Passage shown ->
*****

In an interview with writer and human rights investigator Michael Shaikh on food’s significance to communal memory and its weaponization in conflict zones, he notes: “Food is a language of implication. It’s not always as precise as the written or spoken version. But it can be equally profound.” His reporting—from Rohingya refugee camps in Bangladesh, to postwar Eelam Tamil communities in Sri Lanka, to the highlands of Afghanistan—opens our July–August issue with a testament to the role of cooks as “living libraries” and the political weight of what is passed from hand to hand. From there, the question of how the individual and the collective refract politically, interpersonally, and culturally threads through our July-August issue.

In fiction, Argentine artist and filmmaker Amalia Ulman’s darkly funny story “The German Teacher,” follows a woman whose first day as a debt collector collides with the ghost of a high school scandal—Ulman’s comic voice edged with sincerity as the cobradora de frac, in her impersonal uniform, discovers that the “individual” on her docket is none other than the teacher she once loved and ruined.

*****

Problems to work on ->
A. Quote the passage of the issue introduction that begins at the words "In fiction, Argentine" and ends after the words "loved and ruined.".
B. Extend the issue introduction, continuing from its final sentence.
The records that follow the issue introduction are independent material, unrelated to it.

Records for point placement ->
*****

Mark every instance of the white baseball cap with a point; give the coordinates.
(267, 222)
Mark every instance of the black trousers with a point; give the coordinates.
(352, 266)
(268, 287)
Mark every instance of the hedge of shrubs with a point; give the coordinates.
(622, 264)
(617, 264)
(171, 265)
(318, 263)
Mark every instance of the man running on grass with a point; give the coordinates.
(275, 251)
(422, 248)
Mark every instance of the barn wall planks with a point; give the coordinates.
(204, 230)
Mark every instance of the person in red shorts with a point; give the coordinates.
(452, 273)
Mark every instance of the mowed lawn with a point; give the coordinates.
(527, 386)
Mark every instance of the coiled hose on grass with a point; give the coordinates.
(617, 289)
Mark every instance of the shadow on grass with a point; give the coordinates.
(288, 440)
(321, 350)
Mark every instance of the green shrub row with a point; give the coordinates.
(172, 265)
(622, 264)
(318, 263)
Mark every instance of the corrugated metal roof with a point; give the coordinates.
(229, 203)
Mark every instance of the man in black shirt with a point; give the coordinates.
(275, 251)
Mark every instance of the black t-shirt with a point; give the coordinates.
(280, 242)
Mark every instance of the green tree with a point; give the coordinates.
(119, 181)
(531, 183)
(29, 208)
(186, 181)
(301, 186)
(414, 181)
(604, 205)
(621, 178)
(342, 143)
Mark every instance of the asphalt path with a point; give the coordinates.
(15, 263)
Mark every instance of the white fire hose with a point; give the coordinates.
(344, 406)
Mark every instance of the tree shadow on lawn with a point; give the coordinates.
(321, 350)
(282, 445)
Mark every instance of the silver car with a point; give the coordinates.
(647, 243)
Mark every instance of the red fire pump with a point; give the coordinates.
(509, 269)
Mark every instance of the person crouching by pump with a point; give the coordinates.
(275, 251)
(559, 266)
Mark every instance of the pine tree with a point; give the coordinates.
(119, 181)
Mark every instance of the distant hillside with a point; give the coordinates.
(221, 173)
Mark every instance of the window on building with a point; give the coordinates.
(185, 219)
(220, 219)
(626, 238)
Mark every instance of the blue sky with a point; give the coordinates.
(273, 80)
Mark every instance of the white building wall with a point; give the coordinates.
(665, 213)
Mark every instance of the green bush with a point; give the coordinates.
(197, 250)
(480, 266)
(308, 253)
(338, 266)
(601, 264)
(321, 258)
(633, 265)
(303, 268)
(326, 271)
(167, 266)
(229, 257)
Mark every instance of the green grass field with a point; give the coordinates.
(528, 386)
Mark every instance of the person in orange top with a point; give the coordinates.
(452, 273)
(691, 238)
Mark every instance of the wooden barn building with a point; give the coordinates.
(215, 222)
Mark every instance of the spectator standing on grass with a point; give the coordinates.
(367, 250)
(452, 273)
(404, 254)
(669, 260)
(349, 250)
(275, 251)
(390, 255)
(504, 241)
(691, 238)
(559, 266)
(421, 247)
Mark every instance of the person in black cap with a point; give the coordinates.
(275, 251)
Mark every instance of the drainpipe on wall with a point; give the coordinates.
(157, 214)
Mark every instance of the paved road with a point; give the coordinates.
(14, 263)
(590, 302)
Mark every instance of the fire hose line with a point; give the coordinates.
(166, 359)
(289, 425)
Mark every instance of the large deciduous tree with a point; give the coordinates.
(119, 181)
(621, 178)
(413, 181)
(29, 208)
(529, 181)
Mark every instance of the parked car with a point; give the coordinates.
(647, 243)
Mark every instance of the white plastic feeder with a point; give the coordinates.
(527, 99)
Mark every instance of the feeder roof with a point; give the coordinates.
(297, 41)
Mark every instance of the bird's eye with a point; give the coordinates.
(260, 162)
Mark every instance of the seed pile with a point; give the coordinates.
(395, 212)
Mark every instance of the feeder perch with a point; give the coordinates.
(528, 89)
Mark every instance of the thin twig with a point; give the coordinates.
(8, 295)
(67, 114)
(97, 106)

*****

Answers to the tasks ->
A.
In fiction, Argentine artist and filmmaker Amalia Ulman’s darkly funny story “The German Teacher,” follows a woman whose first day as a debt collector collides with the ghost of a high school scandal—Ulman’s comic voice edged with sincerity as the cobradora de frac, in her impersonal uniform, discovers that the “individual” on her docket is none other than the teacher she once loved and ruined.

B.
In nonfiction, Stokley Towles’s essay “Clayton,” set in San Antonio where the unhoused are rendered systemically invisible, pries open the tacit street choreography of not-seeing, as a ‘hello’ turns into an account of slow recognition: birthdays remembered, favors extended, and systems faced side by side. Meanwhile, Vanessa Micale’s lyrical essay “Boca del Lobo” braids her family’s history of domestic violence with her work at the border, moving from childhood kitchens to Bad Bunny to ask what beauty and music can salvage.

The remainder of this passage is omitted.